EXTRACT:
>>>>>

But also interestingly, at that time, Herriman, where I live in Utah, was also kind of a little hotbed force for teenage suicide. It had gained some national attention for that very reason. So, I felt like I wanted to be able to share that story and honor Cory and what we were then dealing with.
You asked me how things are different in seven years, and seven years is a good long time. I can remember meeting people in the beginning and when it was convenient, they would say to me, “Oh, this is very fresh for you.” And now seven years later, I understand what that means. Like, for example, when we first spoke it’s a wonder that you could even understand me, I’m sure that I was crying throughout the interview—it was very difficult for me to talk without crying. And you know, it still is. I’ll be honest, at that time, I didn’t have a lot of vocabulary about how I felt about suicide, about what I was learning, or what I was even facing. And so I can remember still just really having a hard time finding words. I can remember being in interviews, and there’d be just a lot of stuttering and me just really kind of grappling to try to really express myself.

<<<<<

EXERCISE INSTRUCTIONS:
Answer these from the excerpt above:
1. Where does the speaker live?
2. How many years does the speaker say have passed?
3. What would people tell the speaker when they first met?

RAW DATA:

>>>>>

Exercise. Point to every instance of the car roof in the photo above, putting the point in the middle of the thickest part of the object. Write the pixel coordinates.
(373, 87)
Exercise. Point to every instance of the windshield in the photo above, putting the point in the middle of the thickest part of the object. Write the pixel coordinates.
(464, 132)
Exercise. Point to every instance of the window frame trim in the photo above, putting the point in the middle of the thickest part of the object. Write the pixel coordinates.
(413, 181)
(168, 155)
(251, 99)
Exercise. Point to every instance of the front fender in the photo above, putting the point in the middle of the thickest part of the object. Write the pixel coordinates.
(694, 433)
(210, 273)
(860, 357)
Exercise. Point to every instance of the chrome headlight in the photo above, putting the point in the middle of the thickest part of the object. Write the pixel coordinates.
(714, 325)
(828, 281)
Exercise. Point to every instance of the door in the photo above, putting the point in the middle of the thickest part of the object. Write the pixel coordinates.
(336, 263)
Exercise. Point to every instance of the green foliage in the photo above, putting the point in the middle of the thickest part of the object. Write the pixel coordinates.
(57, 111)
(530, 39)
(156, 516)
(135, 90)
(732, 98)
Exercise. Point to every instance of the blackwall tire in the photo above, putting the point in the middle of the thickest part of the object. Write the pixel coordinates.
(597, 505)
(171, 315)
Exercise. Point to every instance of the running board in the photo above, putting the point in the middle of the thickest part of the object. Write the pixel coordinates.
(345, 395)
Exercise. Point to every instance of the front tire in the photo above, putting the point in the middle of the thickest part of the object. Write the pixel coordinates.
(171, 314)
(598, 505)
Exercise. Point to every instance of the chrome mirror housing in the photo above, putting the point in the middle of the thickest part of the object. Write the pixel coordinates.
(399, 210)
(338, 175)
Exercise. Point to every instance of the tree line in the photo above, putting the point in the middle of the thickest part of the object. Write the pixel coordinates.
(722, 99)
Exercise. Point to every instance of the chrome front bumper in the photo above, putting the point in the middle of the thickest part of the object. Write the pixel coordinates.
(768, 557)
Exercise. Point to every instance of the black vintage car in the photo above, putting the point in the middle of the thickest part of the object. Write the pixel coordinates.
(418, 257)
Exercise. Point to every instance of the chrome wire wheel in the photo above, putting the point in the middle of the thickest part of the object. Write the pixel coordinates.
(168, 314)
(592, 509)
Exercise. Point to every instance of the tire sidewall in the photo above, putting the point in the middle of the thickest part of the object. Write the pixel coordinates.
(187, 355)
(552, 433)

<<<<<

SOLUTION TO THIS TASK:
1. Herriman, Utah.
2. Seven years.
3. "Oh, this is very fresh for you."